#### Extract ####

Invest in Short Sales

Investors should buy short sales

With all the negative press surrounding real estate investors and short sales these days, it’s refreshing to read a clear, concise explanation of what we as investors really ad to equation of boosting the weak housing market by purchasing properties that require the “buy down” or short sale of the lender’s loan amount.

I don’t usually post articles written by others that often, but the following exerts from an open letter written by Ben Pargman to Freddie Mac, is a real summation of what we bring to the table as investors and how detrimental it can and will be if government organizations like FreddiMac  falsely mislead the public into believing that investors who buy short sale properties at a lower price than market with CASH and then flip them (after all the liens and other issues have been resolved) for a profit are somehow breaking the law; then the housing market will definitely feel the pinch.

#### Dataset ####

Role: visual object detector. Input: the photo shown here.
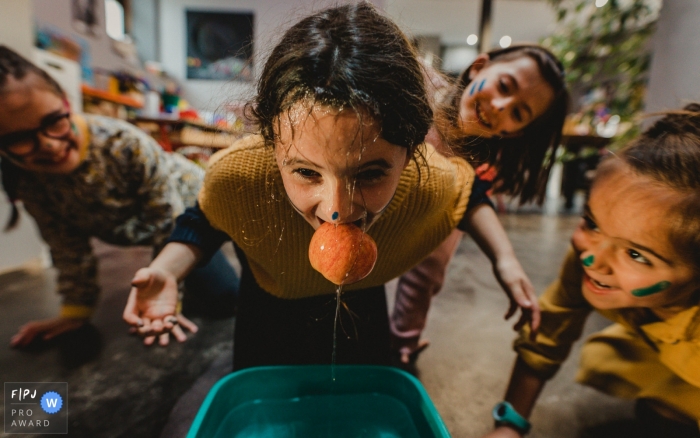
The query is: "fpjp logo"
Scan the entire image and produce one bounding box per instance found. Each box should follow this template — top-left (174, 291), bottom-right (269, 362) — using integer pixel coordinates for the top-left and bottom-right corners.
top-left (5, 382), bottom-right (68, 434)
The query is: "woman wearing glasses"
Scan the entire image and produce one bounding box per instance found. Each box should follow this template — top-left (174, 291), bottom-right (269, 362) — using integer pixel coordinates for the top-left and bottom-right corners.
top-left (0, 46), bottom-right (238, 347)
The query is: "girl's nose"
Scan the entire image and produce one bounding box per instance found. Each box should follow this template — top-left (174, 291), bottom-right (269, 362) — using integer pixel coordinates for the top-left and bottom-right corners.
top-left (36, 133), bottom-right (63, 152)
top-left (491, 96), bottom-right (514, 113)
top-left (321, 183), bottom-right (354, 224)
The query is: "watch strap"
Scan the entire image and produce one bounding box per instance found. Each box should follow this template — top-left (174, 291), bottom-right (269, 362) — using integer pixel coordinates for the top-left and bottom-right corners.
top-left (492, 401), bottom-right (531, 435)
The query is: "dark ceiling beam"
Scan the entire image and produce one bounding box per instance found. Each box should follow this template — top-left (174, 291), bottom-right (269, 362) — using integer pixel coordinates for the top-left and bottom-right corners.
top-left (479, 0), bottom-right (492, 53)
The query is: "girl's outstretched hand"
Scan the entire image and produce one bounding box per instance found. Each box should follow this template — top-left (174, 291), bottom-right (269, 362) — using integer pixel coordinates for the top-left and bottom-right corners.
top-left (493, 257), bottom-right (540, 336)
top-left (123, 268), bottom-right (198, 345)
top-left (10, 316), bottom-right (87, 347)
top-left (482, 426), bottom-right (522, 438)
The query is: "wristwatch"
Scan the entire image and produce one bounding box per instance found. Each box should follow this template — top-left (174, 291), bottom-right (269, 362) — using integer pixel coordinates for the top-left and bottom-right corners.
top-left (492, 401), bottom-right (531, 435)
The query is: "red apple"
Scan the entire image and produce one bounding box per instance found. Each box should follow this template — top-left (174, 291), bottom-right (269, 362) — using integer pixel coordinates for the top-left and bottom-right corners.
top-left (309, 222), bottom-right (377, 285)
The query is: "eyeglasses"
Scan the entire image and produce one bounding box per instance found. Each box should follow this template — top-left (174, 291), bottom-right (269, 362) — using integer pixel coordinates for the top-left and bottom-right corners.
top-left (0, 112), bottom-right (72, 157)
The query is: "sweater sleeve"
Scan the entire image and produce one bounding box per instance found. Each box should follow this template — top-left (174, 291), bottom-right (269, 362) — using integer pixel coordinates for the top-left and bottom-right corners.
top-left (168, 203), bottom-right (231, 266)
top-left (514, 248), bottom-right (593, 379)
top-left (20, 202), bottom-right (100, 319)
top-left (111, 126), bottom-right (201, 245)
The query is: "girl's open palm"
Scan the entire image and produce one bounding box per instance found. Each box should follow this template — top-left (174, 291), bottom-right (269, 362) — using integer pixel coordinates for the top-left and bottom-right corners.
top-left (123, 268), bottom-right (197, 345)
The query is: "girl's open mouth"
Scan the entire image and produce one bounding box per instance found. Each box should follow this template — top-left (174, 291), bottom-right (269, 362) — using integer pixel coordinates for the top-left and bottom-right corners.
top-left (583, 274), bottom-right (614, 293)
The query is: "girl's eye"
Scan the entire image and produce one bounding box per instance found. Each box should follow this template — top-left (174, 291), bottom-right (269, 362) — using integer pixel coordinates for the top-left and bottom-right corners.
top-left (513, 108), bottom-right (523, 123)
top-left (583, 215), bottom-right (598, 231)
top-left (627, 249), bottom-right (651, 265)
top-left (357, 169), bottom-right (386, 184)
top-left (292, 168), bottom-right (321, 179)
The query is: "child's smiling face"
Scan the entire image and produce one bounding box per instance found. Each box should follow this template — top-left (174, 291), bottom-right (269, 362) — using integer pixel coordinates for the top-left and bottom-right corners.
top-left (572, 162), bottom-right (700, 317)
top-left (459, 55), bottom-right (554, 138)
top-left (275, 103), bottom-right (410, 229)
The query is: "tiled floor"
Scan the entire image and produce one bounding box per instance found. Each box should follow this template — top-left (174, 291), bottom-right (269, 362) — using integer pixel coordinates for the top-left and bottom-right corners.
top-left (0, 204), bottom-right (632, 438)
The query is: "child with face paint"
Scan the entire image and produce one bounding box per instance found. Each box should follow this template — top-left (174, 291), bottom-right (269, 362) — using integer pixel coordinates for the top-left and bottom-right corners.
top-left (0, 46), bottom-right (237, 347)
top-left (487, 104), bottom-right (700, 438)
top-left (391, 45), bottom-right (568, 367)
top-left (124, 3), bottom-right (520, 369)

####
#### Dataset ####

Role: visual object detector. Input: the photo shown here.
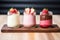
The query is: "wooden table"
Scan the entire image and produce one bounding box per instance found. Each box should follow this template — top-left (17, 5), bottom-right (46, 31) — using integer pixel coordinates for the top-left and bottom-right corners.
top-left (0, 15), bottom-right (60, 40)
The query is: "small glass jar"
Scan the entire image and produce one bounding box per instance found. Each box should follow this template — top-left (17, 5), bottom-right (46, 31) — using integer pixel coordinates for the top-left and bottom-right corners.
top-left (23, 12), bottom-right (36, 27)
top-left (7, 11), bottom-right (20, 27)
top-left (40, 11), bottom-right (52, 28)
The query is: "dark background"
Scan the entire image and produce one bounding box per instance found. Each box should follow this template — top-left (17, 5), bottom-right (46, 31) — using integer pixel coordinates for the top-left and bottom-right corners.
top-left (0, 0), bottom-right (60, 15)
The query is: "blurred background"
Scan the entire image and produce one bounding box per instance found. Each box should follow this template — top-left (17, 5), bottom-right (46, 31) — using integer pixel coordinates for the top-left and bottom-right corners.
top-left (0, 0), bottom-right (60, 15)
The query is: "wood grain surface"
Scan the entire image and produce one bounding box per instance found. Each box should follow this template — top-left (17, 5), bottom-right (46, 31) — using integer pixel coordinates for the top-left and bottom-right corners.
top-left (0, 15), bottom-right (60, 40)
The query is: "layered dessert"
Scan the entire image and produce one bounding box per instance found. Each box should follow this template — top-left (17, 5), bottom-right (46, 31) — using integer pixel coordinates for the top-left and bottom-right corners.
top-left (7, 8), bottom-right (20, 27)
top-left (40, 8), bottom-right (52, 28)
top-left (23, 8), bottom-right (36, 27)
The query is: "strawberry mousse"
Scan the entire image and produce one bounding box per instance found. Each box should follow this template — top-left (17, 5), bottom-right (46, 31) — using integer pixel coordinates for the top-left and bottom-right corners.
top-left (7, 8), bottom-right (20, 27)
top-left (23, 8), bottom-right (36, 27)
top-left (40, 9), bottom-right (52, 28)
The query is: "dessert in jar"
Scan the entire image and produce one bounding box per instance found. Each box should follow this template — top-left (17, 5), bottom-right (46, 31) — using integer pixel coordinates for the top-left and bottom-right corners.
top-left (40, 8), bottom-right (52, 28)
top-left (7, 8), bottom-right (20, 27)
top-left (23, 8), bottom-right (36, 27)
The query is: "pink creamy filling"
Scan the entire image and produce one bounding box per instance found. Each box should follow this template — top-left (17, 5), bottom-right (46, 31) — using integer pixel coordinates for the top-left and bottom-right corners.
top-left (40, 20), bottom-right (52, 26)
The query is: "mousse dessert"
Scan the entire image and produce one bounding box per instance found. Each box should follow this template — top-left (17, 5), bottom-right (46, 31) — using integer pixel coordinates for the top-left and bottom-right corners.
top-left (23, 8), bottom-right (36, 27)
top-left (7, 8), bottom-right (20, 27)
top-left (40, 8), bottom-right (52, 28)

####

#### What to work on:
[A] Decide whether each statement agrees with the short sales post. Answer yes or no for each, quoting the words of the post that decide it.
(i) The writer often posts articles written by others.
(ii) The open letter was written by Ben Pargman to Freddie Mac.
(iii) The investors described flip properties before the liens are resolved.
[B] Update the stretch of the short sales post from "Invest in Short" through "lender’s loan amount.", replacing "housing market" with "real estate market".
[C] Answer these questions using the short sales post.
(i) What kind of press surrounds real estate investors and short sales?
(ii) To whom was the open letter addressed?
(iii) How do the investors pay for short sale properties?

#### Outputs:
[A]
(i) No: "I don’t usually post articles written by others that often"
(ii) Yes: "an open letter written by Ben Pargman to Freddie Mac"
(iii) No: "(after all the liens and other issues have been resolved)"

[B]
Invest in Short Sales

Investors should buy short sales

With all the negative press surrounding real estate investors and short sales these days, it’s refreshing to read a clear, concise explanation of what we as investors really ad to equation of boosting the weak real estate market by purchasing properties that require the “buy down” or short sale of the lender’s loan amount.

[C]
(i) Negative press.
(ii) Freddie Mac.
(iii) With cash.